Coordinate labeling data
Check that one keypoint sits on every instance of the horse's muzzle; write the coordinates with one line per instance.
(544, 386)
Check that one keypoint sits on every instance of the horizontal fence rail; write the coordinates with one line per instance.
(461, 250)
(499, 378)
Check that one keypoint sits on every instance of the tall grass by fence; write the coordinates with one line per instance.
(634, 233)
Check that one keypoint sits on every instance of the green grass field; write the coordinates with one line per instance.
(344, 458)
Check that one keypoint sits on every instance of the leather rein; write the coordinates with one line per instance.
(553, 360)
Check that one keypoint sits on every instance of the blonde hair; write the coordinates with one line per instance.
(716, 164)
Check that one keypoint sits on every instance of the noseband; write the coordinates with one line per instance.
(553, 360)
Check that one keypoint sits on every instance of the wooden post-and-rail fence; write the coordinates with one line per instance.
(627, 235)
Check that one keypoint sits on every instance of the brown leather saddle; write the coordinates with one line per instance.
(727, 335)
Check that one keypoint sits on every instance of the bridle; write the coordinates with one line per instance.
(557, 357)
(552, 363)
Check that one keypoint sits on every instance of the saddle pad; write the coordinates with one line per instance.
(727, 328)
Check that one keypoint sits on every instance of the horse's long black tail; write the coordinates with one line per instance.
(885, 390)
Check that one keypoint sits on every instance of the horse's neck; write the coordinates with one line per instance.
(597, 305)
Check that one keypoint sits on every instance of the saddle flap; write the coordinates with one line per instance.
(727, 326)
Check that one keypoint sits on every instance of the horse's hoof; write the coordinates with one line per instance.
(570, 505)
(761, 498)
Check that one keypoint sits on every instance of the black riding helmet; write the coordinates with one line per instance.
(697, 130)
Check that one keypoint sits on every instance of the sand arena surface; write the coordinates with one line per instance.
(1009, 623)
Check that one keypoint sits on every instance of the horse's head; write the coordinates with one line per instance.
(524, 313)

*Written request*
Using the data above, output each line exactly.

*Solution to this problem*
Check that one keypoint sits on every instance of the horse's muzzle; write the coordinates with one line per instance.
(544, 386)
Check that one keypoint sits on every instance of the horizontal fence rail; write the coordinates with one line per instance.
(461, 250)
(499, 378)
Check that one keypoint sits on every instance of the tall grass by fence; write the coordinates with one line per instance.
(634, 233)
Check that one keypoint sits on every instance of the green grass field; write the coordinates with one line per instance.
(344, 458)
Check that one keypoint sits on every instance of the leather rein; write the coordinates with one line per instance.
(553, 360)
Check that one keypoint sits on every instance of the blonde hair; write the coordinates with one line per instance.
(716, 164)
Check that one keypoint sits on every instance of the noseband; write the coordinates with one line per instance.
(553, 360)
Check that one keypoint sits on every instance of the wooden post-and-rail fence; write the coordinates with one line per instance.
(627, 235)
Check that one keypoint sits on every instance of the brown leather saddle; write the coordinates with one line per instance.
(727, 335)
Check that one keypoint sits on every instance of the bridle; write the coordinates with one line per instance.
(557, 357)
(552, 363)
Check that one keypoint sits on every instance of the saddle pad; write the coordinates with one line per instance.
(727, 328)
Check that one keypoint sits on every instance of the horse's long black tail; write the coordinates with one line per instance.
(885, 390)
Check that one keypoint sits on every instance of the horse's neck; write the coordinates with one line per instance.
(597, 305)
Check that one keypoint sits on every instance of the saddle flap; write the coordinates with one line per instance.
(727, 326)
Check that one keypoint sits on every instance of the horse's hoof; write the coordinates with one line per instance.
(570, 505)
(761, 498)
Check that one keypoint sits on every instance of the black riding helmet; write the coordinates with one line per instance.
(697, 130)
Check that one keypoint sits on every instance of the sand arena surface; write the coordinates with one line per instance.
(1009, 623)
Check that one keypoint sits on every instance of the horse's head; write the coordinates with one line per instance.
(524, 313)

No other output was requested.